## Exercise description
Rewrite each of the entries below, replacing every occurrence of "clearly visible" with "plainly visible" and changing nothing else.

## Stored rows
- - - -

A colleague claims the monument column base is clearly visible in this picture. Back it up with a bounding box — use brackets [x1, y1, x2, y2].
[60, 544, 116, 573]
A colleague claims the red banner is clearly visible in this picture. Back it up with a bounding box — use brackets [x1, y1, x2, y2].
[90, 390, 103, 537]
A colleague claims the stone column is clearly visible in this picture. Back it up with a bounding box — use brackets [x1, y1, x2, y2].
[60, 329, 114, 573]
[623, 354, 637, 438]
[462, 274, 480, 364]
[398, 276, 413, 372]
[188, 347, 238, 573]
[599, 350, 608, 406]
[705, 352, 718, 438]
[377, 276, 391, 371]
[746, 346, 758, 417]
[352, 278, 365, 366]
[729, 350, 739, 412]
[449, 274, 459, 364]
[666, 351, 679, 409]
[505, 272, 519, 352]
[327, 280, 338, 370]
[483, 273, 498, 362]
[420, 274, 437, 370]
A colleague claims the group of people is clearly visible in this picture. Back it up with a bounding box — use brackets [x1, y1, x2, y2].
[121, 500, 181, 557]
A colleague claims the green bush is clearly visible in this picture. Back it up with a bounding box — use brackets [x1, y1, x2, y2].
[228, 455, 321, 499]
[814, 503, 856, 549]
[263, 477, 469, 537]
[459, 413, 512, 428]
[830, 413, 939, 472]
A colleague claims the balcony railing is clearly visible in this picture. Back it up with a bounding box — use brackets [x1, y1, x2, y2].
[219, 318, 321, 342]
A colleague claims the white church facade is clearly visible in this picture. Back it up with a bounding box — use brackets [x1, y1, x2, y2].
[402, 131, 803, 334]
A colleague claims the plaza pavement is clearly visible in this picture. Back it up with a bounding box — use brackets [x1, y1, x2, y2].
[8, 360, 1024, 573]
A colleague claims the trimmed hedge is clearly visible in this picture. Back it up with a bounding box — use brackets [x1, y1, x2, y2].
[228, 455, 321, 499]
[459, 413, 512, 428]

- - - -

## Exercise solution
A colleague claims the monument column base is plainly visible in this picture. Back it up with a bounding box — use brackets [x1, y1, x2, y2].
[60, 544, 116, 573]
A colleague claims the red banner is plainly visible in this picture. Back it up with a bounding box — use brackets [x1, y1, x2, y2].
[90, 390, 103, 537]
A colleague claims the stone column is plainly visible in this picture. Back it up with a bounding box — use brackets [x1, y1, x2, y2].
[60, 329, 114, 573]
[623, 354, 637, 438]
[462, 274, 480, 364]
[398, 276, 413, 372]
[188, 347, 238, 573]
[599, 350, 608, 406]
[705, 352, 718, 438]
[377, 276, 391, 371]
[746, 346, 758, 417]
[352, 278, 365, 366]
[729, 350, 739, 412]
[449, 274, 459, 364]
[666, 351, 679, 409]
[505, 272, 519, 352]
[327, 280, 338, 370]
[483, 273, 498, 362]
[420, 274, 437, 370]
A colleague claims the group of people is plainly visible in this picture. Back it up with a bounding box — use brackets [x1, y1, x2, y2].
[121, 500, 181, 557]
A colleague claims the green bush is plainly visible in this picture. Back it up with a bounding box — use brackets [x1, y1, x2, y2].
[228, 455, 321, 499]
[814, 503, 856, 549]
[263, 477, 469, 537]
[459, 413, 512, 428]
[830, 413, 939, 472]
A colleague claims the balcony railing is plainly visible in this picture. Back it up with a bounding box — use brackets [x1, y1, x2, y2].
[219, 318, 321, 342]
A colleague claims the white church facade is plainly visible in this picture. Back it up with a bounding box — use brackets [x1, y1, x2, y2].
[402, 131, 803, 334]
A colleague claims the plaza pavement is plainly visible in this picture. Back it up with a bounding box — use brackets [x1, y1, x2, y2].
[8, 360, 1024, 573]
A colleague claims the trimmed hedge is plainly visible in this picture. Back it up with a bounding box — use brackets [x1, y1, x2, y2].
[228, 455, 321, 499]
[459, 413, 512, 428]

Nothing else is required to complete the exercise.